Repeat the entries beneath in their entirety, precisely as given.

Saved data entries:
====

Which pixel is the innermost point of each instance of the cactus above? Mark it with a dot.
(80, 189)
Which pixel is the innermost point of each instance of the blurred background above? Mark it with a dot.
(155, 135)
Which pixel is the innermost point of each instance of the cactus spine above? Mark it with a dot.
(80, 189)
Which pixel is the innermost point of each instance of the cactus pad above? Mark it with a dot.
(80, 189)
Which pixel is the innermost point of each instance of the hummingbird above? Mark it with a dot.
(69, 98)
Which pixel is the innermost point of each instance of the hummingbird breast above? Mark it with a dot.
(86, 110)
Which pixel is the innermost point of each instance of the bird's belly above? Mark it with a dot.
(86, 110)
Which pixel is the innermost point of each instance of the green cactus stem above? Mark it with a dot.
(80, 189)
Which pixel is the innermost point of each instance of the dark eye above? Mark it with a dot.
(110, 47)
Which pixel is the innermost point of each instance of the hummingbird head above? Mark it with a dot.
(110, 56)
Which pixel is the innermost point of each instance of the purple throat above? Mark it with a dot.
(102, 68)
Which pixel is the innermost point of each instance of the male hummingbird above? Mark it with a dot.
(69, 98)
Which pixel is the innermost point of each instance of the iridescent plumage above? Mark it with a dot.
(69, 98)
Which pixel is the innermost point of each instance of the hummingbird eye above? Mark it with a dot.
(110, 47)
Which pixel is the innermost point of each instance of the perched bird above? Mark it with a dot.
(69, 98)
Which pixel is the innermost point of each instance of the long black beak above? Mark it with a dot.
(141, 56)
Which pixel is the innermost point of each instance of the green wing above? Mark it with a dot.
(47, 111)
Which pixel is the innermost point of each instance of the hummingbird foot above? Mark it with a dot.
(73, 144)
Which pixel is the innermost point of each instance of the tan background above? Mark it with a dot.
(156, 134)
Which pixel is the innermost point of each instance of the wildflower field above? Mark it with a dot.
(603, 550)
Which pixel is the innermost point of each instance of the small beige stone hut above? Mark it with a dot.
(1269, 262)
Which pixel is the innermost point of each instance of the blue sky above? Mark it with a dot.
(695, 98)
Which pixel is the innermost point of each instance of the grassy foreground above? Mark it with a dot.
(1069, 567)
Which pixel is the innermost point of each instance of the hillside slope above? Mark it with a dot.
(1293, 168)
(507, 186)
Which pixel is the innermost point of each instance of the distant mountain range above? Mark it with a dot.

====

WRITTEN REPLY
Which pixel is the innermost point of each instance of the cactus above? Mark it with a dot.
(80, 189)
Which pixel is the innermost point of each instance of the blurred background above? Mark it with a dot.
(155, 135)
Which pixel is the innermost point of each instance of the cactus spine above? Mark it with a dot.
(80, 189)
Which pixel is the innermost point of each instance of the cactus pad above? Mark it with a dot.
(80, 189)
Which pixel is the innermost point of each instance of the hummingbird above? Mark it with a dot.
(69, 98)
Which pixel is the innermost point of each instance of the hummingbird breast above? Mark it with a dot.
(86, 110)
Which pixel is the innermost point of each instance of the bird's belly above? Mark it with a dot.
(86, 110)
Which pixel is the innermost point of each instance of the green cactus stem above? Mark it with a dot.
(80, 189)
Which pixel is the innermost point of each instance of the dark eye above? Mark it with a dot.
(110, 47)
Which pixel is the innermost point of each instance of the hummingbird head above? Mark it with a dot.
(110, 56)
Which pixel is the innermost point of each instance of the purple throat above? Mark it with a dot.
(102, 68)
Which pixel is the innermost point of each instance of the male hummingbird above? Mark it with a dot.
(69, 98)
Which pixel is the innermost point of each instance of the iridescent plumage above? Mark it with a dot.
(69, 98)
Which pixel is the innermost point of each instance of the hummingbird eye above? Mark it with a dot.
(110, 47)
Which pixel is the innermost point of each instance of the perched bird above? Mark it with a dot.
(69, 98)
Which pixel is the innermost point of each instance of the long black beak above? Mark it with a dot.
(141, 56)
Which pixel is the innermost point of each instance of the green wing above? Mark it with a dot.
(47, 111)
Which pixel is the innermost point of each instance of the hummingbird foot above? Mark it with a dot.
(73, 144)
Which pixel is the innermost point of each instance of the tan background above? Mark it with a dot.
(156, 134)
Which pixel is the innermost point of each instance of the wildflower field above? Mark it with a dot.
(603, 550)
Which pixel is the innermost point of each instance of the small beige stone hut above? Mark it with a dot.
(1269, 262)
Which pixel is the innermost point of each instance of the blue sky above? Mark it with a dot.
(695, 98)
Which pixel is the innermost point of each instance of the grassy foreground above? Mark it with a dot.
(1069, 567)
Which pixel is the innermost point of each instance of the hillside slope above? Mark it with a dot.
(1293, 168)
(507, 186)
Which pixel is the innermost point of each instance of the distant mountain range above? Mark it with a dot.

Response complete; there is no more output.